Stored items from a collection
◆ ◆ ◆ ◆ ◆ ◆ ◆
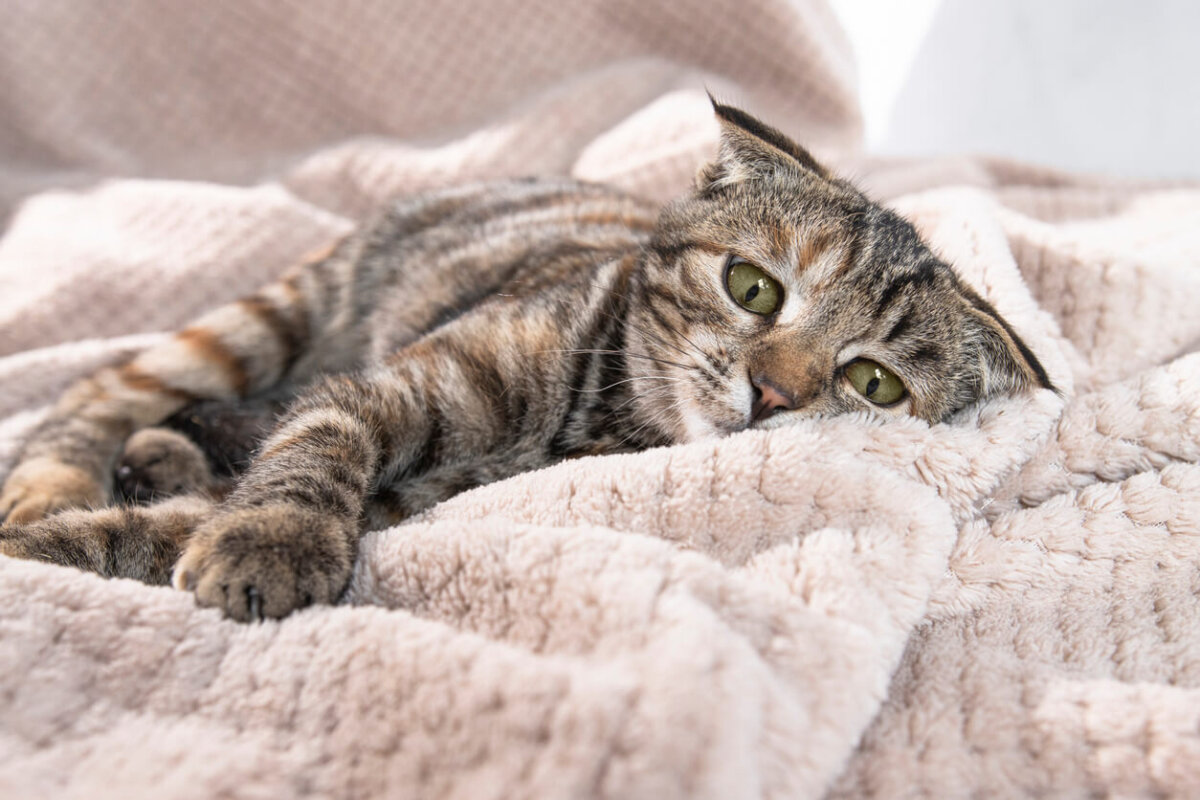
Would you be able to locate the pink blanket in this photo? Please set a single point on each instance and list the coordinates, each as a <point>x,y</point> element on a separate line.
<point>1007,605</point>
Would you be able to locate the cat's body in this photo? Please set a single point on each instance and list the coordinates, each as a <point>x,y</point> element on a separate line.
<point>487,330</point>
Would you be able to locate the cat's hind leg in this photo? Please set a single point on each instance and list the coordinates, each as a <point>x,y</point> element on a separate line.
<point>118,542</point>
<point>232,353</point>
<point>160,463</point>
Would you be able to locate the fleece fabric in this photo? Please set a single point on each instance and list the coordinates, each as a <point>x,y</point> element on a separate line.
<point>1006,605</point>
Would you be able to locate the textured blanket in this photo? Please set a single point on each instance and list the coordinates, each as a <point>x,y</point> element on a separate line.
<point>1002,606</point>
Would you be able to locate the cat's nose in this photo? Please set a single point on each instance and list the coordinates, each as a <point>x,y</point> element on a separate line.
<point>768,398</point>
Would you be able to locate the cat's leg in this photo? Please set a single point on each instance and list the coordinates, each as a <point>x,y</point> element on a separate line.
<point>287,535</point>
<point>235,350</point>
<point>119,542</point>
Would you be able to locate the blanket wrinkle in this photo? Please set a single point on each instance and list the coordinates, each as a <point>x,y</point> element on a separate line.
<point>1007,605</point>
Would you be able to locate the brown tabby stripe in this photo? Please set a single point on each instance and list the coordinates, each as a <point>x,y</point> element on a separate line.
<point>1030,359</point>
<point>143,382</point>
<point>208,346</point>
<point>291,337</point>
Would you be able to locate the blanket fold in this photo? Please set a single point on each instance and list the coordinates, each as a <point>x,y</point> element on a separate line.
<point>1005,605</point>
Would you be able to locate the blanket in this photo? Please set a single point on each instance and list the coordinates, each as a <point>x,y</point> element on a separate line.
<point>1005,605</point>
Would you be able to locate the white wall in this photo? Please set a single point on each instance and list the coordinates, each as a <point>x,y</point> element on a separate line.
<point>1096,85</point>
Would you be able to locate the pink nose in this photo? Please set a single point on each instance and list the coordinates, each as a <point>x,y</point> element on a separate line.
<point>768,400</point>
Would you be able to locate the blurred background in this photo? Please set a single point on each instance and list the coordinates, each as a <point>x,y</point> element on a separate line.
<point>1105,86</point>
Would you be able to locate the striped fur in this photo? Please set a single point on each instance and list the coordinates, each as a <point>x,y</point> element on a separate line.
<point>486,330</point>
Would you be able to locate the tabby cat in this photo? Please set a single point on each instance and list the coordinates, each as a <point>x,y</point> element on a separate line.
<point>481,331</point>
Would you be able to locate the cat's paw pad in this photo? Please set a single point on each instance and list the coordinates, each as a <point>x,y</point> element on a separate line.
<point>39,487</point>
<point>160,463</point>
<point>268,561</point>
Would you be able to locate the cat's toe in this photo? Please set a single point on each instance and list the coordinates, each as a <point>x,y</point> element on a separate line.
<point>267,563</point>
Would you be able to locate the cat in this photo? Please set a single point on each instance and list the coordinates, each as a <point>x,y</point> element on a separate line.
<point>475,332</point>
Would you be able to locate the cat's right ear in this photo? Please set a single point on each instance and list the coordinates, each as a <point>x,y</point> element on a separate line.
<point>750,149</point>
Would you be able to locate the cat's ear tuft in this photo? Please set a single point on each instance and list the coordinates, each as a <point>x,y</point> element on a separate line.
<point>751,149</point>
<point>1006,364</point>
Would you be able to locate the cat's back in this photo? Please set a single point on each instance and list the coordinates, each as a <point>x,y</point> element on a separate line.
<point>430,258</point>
◆ ◆ ◆ ◆ ◆ ◆ ◆
SHORT TASK: Edit the listing above so that every "in this photo" becomes "in this image", keeping all other text the same. Leave the pictures out of your answer.

COMPLETE ANSWER:
Would you be able to locate the pink blanket in this image? Please set a single point on each instance and list the coordinates, each as a <point>x,y</point> element on a separate line.
<point>1007,605</point>
Would you be able to locate the cat's body in this image? Please set a single point on each instance and list the coordinates, each as a <point>x,y</point> element on a separate line.
<point>487,330</point>
Would you be able to locate the cat's hind leg in this image? Please set a single point on each instance and list the coordinates, each as a <point>x,y</point> element on a separate line.
<point>118,542</point>
<point>232,353</point>
<point>160,463</point>
Would you be able to locate the fleece fabric in this image? Please set a single point on each instance and list the coordinates, each as a <point>x,y</point> element on a separate line.
<point>1006,605</point>
Would you be able to locate the textured blanket in this image? Please set a single point on each instance and list the coordinates, each as a <point>x,y</point> element on a separate line.
<point>1002,606</point>
Would you be able to locate the cat's nose in this image? Please set a single point on each instance and list the coordinates, each as a <point>x,y</point> element on a separate line.
<point>768,398</point>
Would you be able to locate the cat's leg in this image? Please set a single point on each instance and list the coordinates, each as a <point>x,y</point> element on a separate line.
<point>287,535</point>
<point>235,350</point>
<point>119,542</point>
Would you be able to locate the blanket wrinkle in this image? Please set a single point on each instance and list the coordinates, each as a <point>x,y</point> element on a separate line.
<point>1007,605</point>
Would you be able to locate the brown tabby stripe in this image? Please set a single point on each instance and list the coordinates, each as a <point>x,y</point> element on a separate line.
<point>1030,359</point>
<point>143,382</point>
<point>208,346</point>
<point>291,337</point>
Would you be able to locate the blanket fold in this image? Please set a single point on each instance and list the coordinates, each as a <point>x,y</point> element on a separate line.
<point>1005,605</point>
Would you be able to locate the blanket in this image? Please set a single point on each instance and list the coordinates, each as a <point>x,y</point> element on a separate line.
<point>1005,605</point>
Would you be able to locate the white wall in this image? Please set a single point on each instance and list the coordinates, each as a <point>x,y</point> element on a separate line.
<point>1096,85</point>
Would you be able to locate the pink nose in this image? Please set a single point on each instance and list the coordinates, each as a <point>x,y</point> element on a separate line.
<point>768,400</point>
Would you be able to locate the blurred background in this image? Please set a single point on each instance and list the coordinates, each as a <point>x,y</point> element on a separate line.
<point>1105,86</point>
Would you be able to locate the striped fur in this image? Please set a single point on each instance and list the coordinates, each as a <point>x,y</point> element on a separate line.
<point>486,330</point>
Would you be able to locate the tabby cat in this image? Please set a single point on each instance and list the coordinates, each as a <point>x,y</point> element on a separate line.
<point>481,331</point>
Would you be able to locate the cat's paw pad in this image? Please set a single point on each instance and list the coordinates, each as a <point>x,y</point> element on a separate line.
<point>39,487</point>
<point>160,463</point>
<point>268,561</point>
Would you be able to locate the cat's toe in this image? Please set a single point on each instance and list the coordinates, each as a <point>x,y</point> element on a separate line.
<point>267,563</point>
Would you be able to locate the cat in this image? Please set a single point on each instance and list the coordinates, each as a <point>x,y</point> element on a separate line.
<point>475,332</point>
Would you be able to locate the cat's right ear in this image? Please set a single point on each instance and list the coordinates, each as a <point>x,y</point> element on a separate line.
<point>750,149</point>
Would you be able to locate the cat's ear tuft in this image? Please set a single point on each instance and list the coordinates, each as a <point>x,y</point> element on a separate line.
<point>751,149</point>
<point>1006,364</point>
Would you be able to locate the cat's back in this image? Please set a single point on each instance and list the coordinates, each as a <point>x,y</point> element on a separate line.
<point>430,258</point>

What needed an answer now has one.